- WORK INSTRUCTIONS -
Transcribe the data that follows precisely, omitting nothing.

┏━━

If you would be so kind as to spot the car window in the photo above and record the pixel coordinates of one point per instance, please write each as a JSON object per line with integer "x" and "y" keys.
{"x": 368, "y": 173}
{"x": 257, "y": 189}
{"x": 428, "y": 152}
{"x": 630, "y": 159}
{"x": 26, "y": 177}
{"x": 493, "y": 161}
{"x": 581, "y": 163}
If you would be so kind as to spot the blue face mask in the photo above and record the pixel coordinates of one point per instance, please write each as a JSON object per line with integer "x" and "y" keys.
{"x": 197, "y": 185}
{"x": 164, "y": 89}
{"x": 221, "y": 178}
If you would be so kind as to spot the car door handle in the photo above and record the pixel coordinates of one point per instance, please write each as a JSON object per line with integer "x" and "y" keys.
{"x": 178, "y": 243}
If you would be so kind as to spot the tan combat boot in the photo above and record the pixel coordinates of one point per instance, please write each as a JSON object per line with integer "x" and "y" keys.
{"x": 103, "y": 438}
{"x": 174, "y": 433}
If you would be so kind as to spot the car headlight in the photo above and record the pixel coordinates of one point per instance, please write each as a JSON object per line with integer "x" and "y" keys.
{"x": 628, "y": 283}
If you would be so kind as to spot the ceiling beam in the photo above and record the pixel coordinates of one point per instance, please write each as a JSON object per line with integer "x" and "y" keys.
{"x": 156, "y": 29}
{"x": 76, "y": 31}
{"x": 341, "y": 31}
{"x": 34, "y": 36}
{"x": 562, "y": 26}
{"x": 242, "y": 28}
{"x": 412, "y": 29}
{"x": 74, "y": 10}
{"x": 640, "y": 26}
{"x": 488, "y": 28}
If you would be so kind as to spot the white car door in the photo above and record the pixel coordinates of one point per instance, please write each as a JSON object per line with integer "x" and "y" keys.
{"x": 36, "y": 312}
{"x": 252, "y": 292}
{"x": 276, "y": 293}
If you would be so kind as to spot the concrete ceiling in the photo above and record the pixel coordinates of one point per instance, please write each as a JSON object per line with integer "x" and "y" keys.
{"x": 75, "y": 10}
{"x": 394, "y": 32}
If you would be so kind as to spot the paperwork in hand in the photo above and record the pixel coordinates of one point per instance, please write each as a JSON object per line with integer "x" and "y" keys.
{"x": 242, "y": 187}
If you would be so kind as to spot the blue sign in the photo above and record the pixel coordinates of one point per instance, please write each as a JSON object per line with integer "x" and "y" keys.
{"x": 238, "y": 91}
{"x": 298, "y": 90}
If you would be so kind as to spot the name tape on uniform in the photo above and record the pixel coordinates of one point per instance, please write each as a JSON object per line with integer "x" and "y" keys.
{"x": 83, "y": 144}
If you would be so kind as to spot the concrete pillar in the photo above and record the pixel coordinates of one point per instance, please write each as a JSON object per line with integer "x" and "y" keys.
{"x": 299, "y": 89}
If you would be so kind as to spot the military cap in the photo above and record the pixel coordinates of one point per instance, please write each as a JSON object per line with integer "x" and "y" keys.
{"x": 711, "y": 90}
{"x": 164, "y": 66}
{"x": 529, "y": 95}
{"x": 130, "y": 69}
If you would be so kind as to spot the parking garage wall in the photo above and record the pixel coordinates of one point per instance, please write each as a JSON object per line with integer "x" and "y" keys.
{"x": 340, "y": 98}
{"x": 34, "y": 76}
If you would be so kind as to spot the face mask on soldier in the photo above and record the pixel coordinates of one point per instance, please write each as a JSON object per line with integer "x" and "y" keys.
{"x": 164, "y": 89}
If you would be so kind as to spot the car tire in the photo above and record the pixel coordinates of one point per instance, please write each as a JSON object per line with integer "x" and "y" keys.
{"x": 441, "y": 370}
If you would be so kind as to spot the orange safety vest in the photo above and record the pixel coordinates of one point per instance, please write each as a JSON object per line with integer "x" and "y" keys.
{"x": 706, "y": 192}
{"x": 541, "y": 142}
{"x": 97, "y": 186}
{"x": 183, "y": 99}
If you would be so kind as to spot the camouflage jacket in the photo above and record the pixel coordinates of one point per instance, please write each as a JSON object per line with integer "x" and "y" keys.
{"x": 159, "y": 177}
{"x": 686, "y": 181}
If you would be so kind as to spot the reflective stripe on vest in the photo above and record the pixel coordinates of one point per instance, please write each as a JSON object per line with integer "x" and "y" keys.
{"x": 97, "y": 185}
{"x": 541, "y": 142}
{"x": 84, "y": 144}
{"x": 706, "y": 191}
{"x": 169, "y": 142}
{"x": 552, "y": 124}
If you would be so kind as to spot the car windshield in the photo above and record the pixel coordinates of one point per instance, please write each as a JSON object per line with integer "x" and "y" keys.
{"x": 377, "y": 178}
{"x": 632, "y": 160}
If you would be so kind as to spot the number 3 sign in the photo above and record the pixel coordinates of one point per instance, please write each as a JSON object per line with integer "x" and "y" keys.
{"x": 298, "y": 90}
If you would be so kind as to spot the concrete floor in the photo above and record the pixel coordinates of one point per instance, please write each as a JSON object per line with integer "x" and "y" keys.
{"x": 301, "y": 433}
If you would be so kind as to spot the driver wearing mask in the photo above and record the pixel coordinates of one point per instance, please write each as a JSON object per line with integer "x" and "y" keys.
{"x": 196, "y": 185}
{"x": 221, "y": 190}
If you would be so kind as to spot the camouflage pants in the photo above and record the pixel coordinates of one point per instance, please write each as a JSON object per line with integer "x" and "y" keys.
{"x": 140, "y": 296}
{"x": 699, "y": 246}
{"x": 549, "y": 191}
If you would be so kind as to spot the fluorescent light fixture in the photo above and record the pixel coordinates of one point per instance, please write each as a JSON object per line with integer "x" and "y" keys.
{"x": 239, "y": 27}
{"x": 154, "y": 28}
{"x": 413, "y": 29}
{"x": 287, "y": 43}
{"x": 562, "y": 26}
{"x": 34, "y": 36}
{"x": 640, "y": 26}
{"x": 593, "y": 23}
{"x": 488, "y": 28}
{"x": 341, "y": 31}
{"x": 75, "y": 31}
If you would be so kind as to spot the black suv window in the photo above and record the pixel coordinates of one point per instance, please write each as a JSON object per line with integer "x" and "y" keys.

┗━━

- RESPONSE TO THE EXERCISE -
If you would be so kind as to spot the car window in the photo above and record the pixel coordinates of one point per instance, please write each as a JSON object per line with integer "x" and "y" keys.
{"x": 368, "y": 173}
{"x": 257, "y": 189}
{"x": 428, "y": 152}
{"x": 630, "y": 159}
{"x": 26, "y": 177}
{"x": 493, "y": 161}
{"x": 581, "y": 163}
If you would be so kind as to spot the blue face mask in the photo above and record the pixel coordinates of one point per instance, please write each as a JSON object per line with integer "x" and "y" keys.
{"x": 197, "y": 185}
{"x": 164, "y": 89}
{"x": 221, "y": 178}
If you would be so kind as to spot the car door handle in the photo above and record the pixel coordinates of one point per instance, please write each as a JSON object per line with integer "x" and "y" keys.
{"x": 178, "y": 243}
If you would be so kind as to spot the tan combat boot in the photo above and record the pixel coordinates of one point per instance, please write each as a JSON object per line with integer "x" and "y" keys.
{"x": 103, "y": 438}
{"x": 174, "y": 433}
If you would be so kind as to spot the car headlight in the photo above and record the pixel coordinates of one point per instance, please write each as a JSON object per line with integer "x" and "y" keys.
{"x": 628, "y": 283}
If you would be so kind as to spot the ceiling beam in the photo above and record the pixel coordinates of one point per instance, please write each as a JSON object per line with integer "x" and "y" keys.
{"x": 156, "y": 29}
{"x": 76, "y": 31}
{"x": 341, "y": 31}
{"x": 34, "y": 36}
{"x": 562, "y": 26}
{"x": 242, "y": 28}
{"x": 412, "y": 29}
{"x": 74, "y": 10}
{"x": 640, "y": 26}
{"x": 488, "y": 28}
If you would be so kind as to spot the white car door in the photo above and record the pixel coordinates of one point per instance, please write each as a JSON object per line with integer "x" and "y" keys.
{"x": 36, "y": 312}
{"x": 252, "y": 292}
{"x": 276, "y": 293}
If you would be so kind as to spot the concrete ceiling in the photo above and record the pixel coordinates of one point per instance, please write each as a JSON object per line with integer "x" and "y" keys.
{"x": 75, "y": 10}
{"x": 394, "y": 32}
If you would be so kind as to spot the paperwork in hand in the photo above and record the pixel coordinates of one point per instance, please write each as a JSON object per line with integer "x" and "y" keys.
{"x": 242, "y": 187}
If you would be so kind as to spot the blue sign in the photo above and record the pixel coordinates of one point per instance, please write each as a JSON object per line with integer "x" and "y" keys.
{"x": 238, "y": 91}
{"x": 298, "y": 90}
If you would be so kind as to spot the name tape on uniform in the photo above and record the pixel coordinates of one point per instance, please write each as a JSON object per line with integer "x" and "y" keys.
{"x": 83, "y": 144}
If you would be so kind as to spot the concrete pillar in the photo above and record the pixel coordinates of one point per instance, please write each as a JSON object per line with integer "x" and "y" keys.
{"x": 299, "y": 89}
If you would be so kind as to spot the military cap in the photo above and record the pixel coordinates of one point per instance, please write each as a JSON object per line with integer "x" and "y" keys.
{"x": 711, "y": 90}
{"x": 164, "y": 66}
{"x": 529, "y": 95}
{"x": 130, "y": 69}
If you would be so kind as to spot the parking garage wall in the photo above and record the pixel coordinates of one point per instance, please write each as a JSON object per line with integer "x" and "y" keys.
{"x": 340, "y": 98}
{"x": 34, "y": 76}
If you would be so kind as to spot the face mask on soldier in the photo above and record the pixel coordinates of one point per instance, please write each as a JSON object per line with integer "x" and "y" keys.
{"x": 164, "y": 89}
If you would be so kind as to spot the car tire in the photo above and record the pixel coordinates of one point per instance, please write each as a JSON object per line with integer "x" and "y" keys.
{"x": 441, "y": 370}
If you would be so kind as to spot the orange safety vest in the photo above and record the pixel coordinates of one point per instance, please write each as a JSON object per line with integer "x" and "y" keys.
{"x": 706, "y": 192}
{"x": 541, "y": 142}
{"x": 97, "y": 186}
{"x": 183, "y": 99}
If you would be so kind as to spot the camouflage jacket in the photo above and record the pixel coordinates of one point per instance, please write each as a JSON object per line with integer "x" and "y" keys.
{"x": 159, "y": 177}
{"x": 686, "y": 181}
If you would be so kind as to spot the reflective stripe on vest in the photo above and record the pixel coordinates of one point per instance, please write each as a JSON object per line with integer "x" and "y" keys.
{"x": 97, "y": 185}
{"x": 541, "y": 142}
{"x": 84, "y": 144}
{"x": 706, "y": 191}
{"x": 169, "y": 142}
{"x": 552, "y": 124}
If you would be so kind as to spot the car windshield in the photo above and record the pixel coordinates of one point per instance, please write each as a JSON object per line with integer "x" and "y" keys.
{"x": 377, "y": 178}
{"x": 632, "y": 160}
If you would be so kind as to spot the number 3 sign in the photo above and record the pixel coordinates of one point per instance, please write each as a JSON object per line with integer "x" and "y" keys.
{"x": 298, "y": 90}
If you would be so kind as to spot the concrete floor in the photo above and record the pixel coordinates of one point per instance, please write each as a JSON object per line with integer "x" and "y" keys.
{"x": 301, "y": 433}
If you would be so kind as to spot the driver wearing mask in the photo above and record the pixel coordinates of one point per instance, please write each as a JSON object per line with integer "x" and "y" keys.
{"x": 196, "y": 185}
{"x": 221, "y": 190}
If you would be so kind as to spot the camouflage pants in the photo above and record the pixel coordinates of one point per instance, please write each as a JSON object per line with integer "x" and "y" keys.
{"x": 140, "y": 296}
{"x": 699, "y": 246}
{"x": 549, "y": 191}
If you would be so kind as to spot the fluorescent light fixture in the photo above and record the pixel coordinates of one point per instance, please write each as a JSON object per line with integer "x" and "y" keys.
{"x": 239, "y": 27}
{"x": 154, "y": 28}
{"x": 413, "y": 29}
{"x": 287, "y": 43}
{"x": 562, "y": 26}
{"x": 34, "y": 36}
{"x": 640, "y": 26}
{"x": 593, "y": 23}
{"x": 488, "y": 28}
{"x": 341, "y": 31}
{"x": 75, "y": 31}
If you would be so kind as to spot the black suv window in the photo above and record the pixel coordinates of one point per instance, please write each as a JSON object per line with integer "x" and "y" keys.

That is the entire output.